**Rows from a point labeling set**
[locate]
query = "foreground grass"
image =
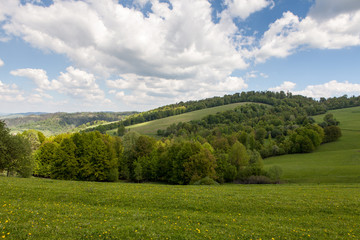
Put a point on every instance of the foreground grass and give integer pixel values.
(150, 128)
(336, 162)
(50, 209)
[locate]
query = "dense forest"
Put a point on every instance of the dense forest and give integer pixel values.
(225, 147)
(311, 106)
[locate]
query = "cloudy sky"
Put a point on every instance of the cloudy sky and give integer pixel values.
(108, 55)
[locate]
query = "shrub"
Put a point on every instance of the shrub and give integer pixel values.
(206, 181)
(257, 180)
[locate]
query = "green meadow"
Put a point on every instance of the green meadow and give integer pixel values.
(51, 209)
(335, 162)
(320, 200)
(150, 128)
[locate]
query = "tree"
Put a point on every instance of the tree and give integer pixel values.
(65, 166)
(239, 157)
(138, 173)
(121, 130)
(332, 133)
(15, 153)
(200, 165)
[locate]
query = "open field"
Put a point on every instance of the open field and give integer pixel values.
(336, 162)
(150, 128)
(50, 209)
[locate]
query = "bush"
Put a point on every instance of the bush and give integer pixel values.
(257, 180)
(206, 181)
(275, 173)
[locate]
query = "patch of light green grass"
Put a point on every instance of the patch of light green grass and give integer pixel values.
(335, 162)
(150, 128)
(50, 209)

**WRITTEN REQUEST**
Copy out every line of the rows above verbatim, leaving out the pictures.

**WRITTEN REPLY**
[locate]
query = "foreground grass"
image =
Put a point on every instance of the foreground grass and give integer pixel values.
(150, 128)
(336, 162)
(50, 209)
[locate]
query = "dense forest"
Put a point on every instance of the dense forest and give integer pixel values.
(225, 147)
(311, 106)
[locate]
query = "cloudy sky"
Put a point on every instance of the cloudy sky and give integer pixel values.
(108, 55)
[locate]
query = "shrub"
Put a point on every instance of the shrub and give integer pixel values.
(206, 181)
(257, 180)
[locate]
query = "green meadow"
Put a point on every instance of the green meadow and give integer pixel values.
(51, 209)
(335, 162)
(320, 200)
(150, 128)
[locate]
query = "tree"
Put a point on every instance of the tree and give integer pixel values.
(65, 166)
(239, 157)
(138, 173)
(121, 130)
(332, 133)
(15, 153)
(200, 165)
[locate]
query = "open field"
Put a point on every instance of the open field and give integer pixel values.
(336, 162)
(150, 128)
(50, 209)
[locate]
query = "bush"
Put a point on every instance of the bush and give integer pixel values.
(257, 180)
(206, 181)
(275, 173)
[locate]
query = "patch of light green grass"
Put a point on every instance of the patch of light green grass and give integer pixel values.
(335, 162)
(150, 128)
(50, 209)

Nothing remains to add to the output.